* START ENTRIES SUPPLIED *
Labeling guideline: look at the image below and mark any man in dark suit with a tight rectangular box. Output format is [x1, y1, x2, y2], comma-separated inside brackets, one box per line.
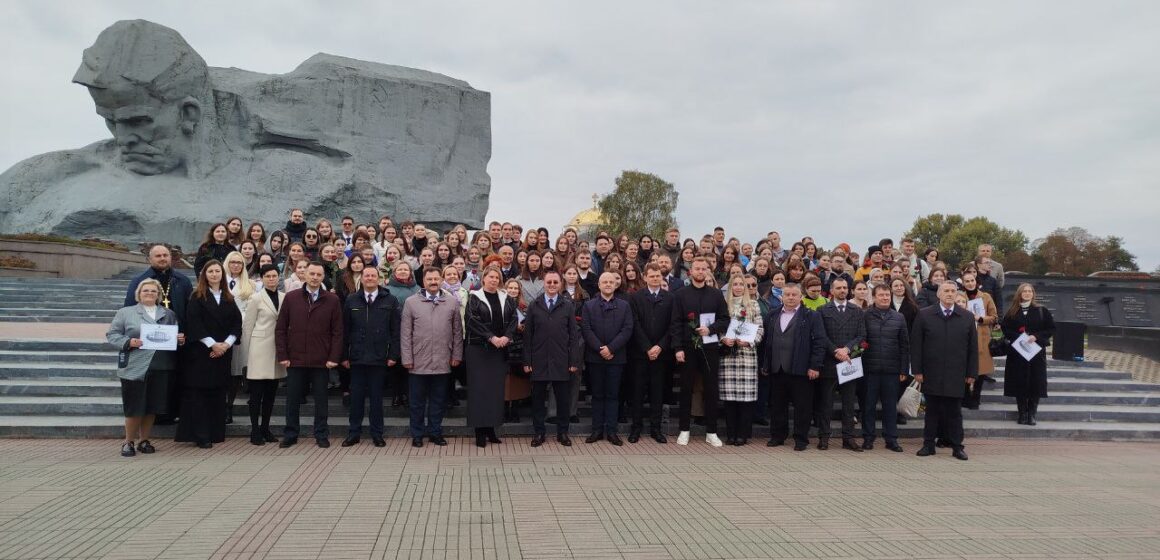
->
[757, 284, 826, 451]
[629, 263, 673, 443]
[911, 282, 979, 460]
[342, 270, 400, 448]
[124, 243, 194, 426]
[523, 270, 582, 448]
[813, 276, 867, 452]
[274, 261, 342, 448]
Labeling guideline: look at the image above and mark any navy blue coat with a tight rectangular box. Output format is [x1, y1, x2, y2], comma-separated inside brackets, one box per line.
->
[580, 296, 632, 364]
[757, 305, 829, 377]
[342, 288, 403, 368]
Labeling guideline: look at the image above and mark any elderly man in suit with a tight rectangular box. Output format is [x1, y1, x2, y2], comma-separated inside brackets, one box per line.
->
[757, 284, 826, 451]
[911, 282, 979, 460]
[629, 263, 673, 443]
[523, 270, 582, 448]
[813, 276, 867, 452]
[342, 270, 400, 448]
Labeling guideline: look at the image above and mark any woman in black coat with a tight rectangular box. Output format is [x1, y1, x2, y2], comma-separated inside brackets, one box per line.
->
[194, 224, 233, 276]
[463, 267, 517, 448]
[174, 261, 241, 449]
[1000, 284, 1056, 426]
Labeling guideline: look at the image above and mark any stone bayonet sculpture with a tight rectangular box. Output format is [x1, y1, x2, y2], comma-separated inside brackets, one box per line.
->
[0, 20, 491, 250]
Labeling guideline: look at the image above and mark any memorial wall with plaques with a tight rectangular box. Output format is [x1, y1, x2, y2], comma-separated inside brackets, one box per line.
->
[1003, 276, 1160, 327]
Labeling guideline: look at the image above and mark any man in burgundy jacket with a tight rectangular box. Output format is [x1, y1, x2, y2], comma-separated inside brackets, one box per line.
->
[274, 262, 342, 448]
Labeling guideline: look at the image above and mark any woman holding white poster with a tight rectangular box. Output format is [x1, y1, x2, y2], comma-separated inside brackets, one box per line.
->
[1002, 283, 1056, 426]
[104, 278, 186, 457]
[719, 275, 763, 445]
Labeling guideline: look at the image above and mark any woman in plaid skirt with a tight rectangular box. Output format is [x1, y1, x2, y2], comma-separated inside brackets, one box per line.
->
[720, 275, 762, 445]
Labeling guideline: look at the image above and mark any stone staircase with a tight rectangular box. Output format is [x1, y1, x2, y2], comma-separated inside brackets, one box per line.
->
[0, 270, 1160, 441]
[0, 340, 1160, 441]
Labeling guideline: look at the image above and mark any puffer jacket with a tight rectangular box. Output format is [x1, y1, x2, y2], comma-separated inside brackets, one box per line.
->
[862, 305, 911, 376]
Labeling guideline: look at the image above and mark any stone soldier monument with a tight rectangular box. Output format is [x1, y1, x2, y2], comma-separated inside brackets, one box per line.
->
[0, 20, 491, 249]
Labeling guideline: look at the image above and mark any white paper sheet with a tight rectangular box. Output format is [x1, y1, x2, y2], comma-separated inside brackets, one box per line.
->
[142, 323, 177, 350]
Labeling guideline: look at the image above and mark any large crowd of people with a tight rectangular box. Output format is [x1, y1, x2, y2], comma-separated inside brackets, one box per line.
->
[108, 209, 1054, 460]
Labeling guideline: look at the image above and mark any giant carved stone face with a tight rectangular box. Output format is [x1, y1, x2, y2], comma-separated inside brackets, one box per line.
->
[88, 87, 201, 175]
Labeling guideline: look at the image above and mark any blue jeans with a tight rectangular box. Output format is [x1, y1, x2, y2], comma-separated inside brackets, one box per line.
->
[588, 362, 624, 436]
[347, 364, 386, 437]
[408, 373, 451, 438]
[860, 373, 900, 444]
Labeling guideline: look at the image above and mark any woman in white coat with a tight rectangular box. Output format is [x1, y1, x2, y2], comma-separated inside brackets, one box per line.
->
[241, 264, 287, 445]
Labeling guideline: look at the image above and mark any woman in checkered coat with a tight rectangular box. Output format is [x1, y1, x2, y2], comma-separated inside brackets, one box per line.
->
[720, 275, 762, 445]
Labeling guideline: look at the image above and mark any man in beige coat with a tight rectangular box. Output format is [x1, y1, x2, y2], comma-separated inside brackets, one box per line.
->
* END ENTRIES SUPPLIED *
Copy every line of the records above word for word, from the first through the last, and leave out the pictures.

Labeling guideline: look at the image below and mark any man in dark suit with a tight rectangular box. Output format is [x1, y1, x2, y2], comma-separated inside brackets, one box per line.
->
[757, 284, 826, 451]
[629, 263, 673, 443]
[911, 282, 979, 460]
[342, 270, 400, 448]
[124, 243, 194, 426]
[523, 270, 582, 448]
[813, 276, 867, 452]
[274, 261, 342, 448]
Labeling guideline: look at the image above and mark any navy blue coat with a tight rectangular box. Output format is [x1, y1, x2, y2], comma-separated inside brackets, one box per line.
->
[580, 296, 632, 364]
[757, 305, 829, 377]
[342, 288, 403, 368]
Labeling guideline: look at the image above and mark any elderly man in suit with a tight rectangular box. Output format is [x1, y1, x2, y2], comma-separated inside brackets, one box per line.
->
[757, 284, 826, 451]
[911, 282, 979, 460]
[629, 263, 673, 443]
[523, 270, 582, 448]
[813, 276, 867, 452]
[342, 270, 400, 448]
Labeling guideline: look at the image above and mark any woman in black coat with a tight rectangular box. Output format is [x1, y1, x2, y2], comma-separated inside brackets, one box per line.
->
[194, 224, 233, 276]
[463, 267, 517, 448]
[174, 261, 241, 449]
[1000, 284, 1056, 426]
Labeling guideline: look at the image above and mark any stone bayonet sculpture with a tight rectangular box. Output format is [x1, y1, x2, y2], comma-separated inside brackets, one box per line.
->
[0, 20, 491, 250]
Labeling guideline: look at the image above and mark any memorial wall with plaques with a tight rectangular box. Output format is [x1, y1, x2, y2], comma-separated inside brackets, one box per line.
->
[1003, 276, 1160, 327]
Labeling guideline: look at the image above and mark any man in burgundy jacket with a tight rectangular box. Output format is [x1, y1, x2, y2], comma-separated inside brackets, one box per line.
->
[274, 262, 342, 448]
Labeling guideline: look at the image above and mark any woman holding white poster with a tight rectangular box. Output format is [x1, y1, x2, y2], comma-separated inside brackets, one box per line.
->
[1002, 283, 1056, 426]
[104, 278, 186, 457]
[719, 275, 763, 445]
Labeling guideline: look at the image above and mark any woman in plaid skirt with a tight rectangular box. Output format is [x1, y1, x2, y2], comma-separated inside brackets, one box per line.
->
[720, 275, 762, 445]
Labeling guideline: look at the image above and mark any stone staircase with a tight rectangular box. Output format is [x1, y1, x2, y2], comma-separated inside brackets, one box per line.
->
[0, 270, 1160, 441]
[0, 340, 1160, 441]
Labeling guideline: look at the image above and mark any puffer jacket with a tight rectangular box. Output format is [x1, y1, x2, y2], comma-separated inside brackets, one box per line.
->
[862, 305, 911, 376]
Labeling guideline: look at the image above and mark any stone soldier monument with a tight rectangular box. Output format is [x1, y1, x2, y2], comma-separated inside brackets, one box per line.
->
[0, 20, 491, 249]
Labeling guideline: look at the image above and mark any white paper sheet with a tight rectangular box. Output format is [x1, y1, x2, y2], comma-separated inside brackets, one box per line.
->
[142, 323, 177, 350]
Labeling guideline: look at the image above and mark any large crowd of people with a tight rectangular box. Output format is [x1, y1, x2, y2], comma-separated inside brackets, one box per line.
->
[108, 209, 1054, 460]
Labeling guideline: look at the image above and mark any giant carved stone face with a tight rectangular box. Output format is [x1, y1, x2, y2], comma-separated inside brackets, one box per line.
->
[88, 87, 201, 175]
Labeling guideline: look at the image above and mark any blue jeans with a tight rectangular box. Output format is [x1, y1, x2, y2], comma-separated inside brackets, one box per line.
->
[588, 362, 624, 436]
[347, 364, 386, 437]
[408, 373, 451, 438]
[860, 373, 900, 444]
Labeling guideline: look at the image above and mark any woman in white coat with a tight rectangular box. Output format is [x1, y1, x2, y2], comma-separated inside brackets, one box per line.
->
[241, 264, 287, 445]
Labeling guideline: look at the image above and mark any woman in checkered coat with a tight rectangular box. Output format is [x1, y1, x2, y2], comma-separated inside brackets, one box per line.
->
[720, 275, 762, 445]
Labeling guideline: look at the image above and mark any man in beige coat with a tight rectangular box. Output format is [x1, y1, x2, y2], comma-separated inside brackets, one box per line.
->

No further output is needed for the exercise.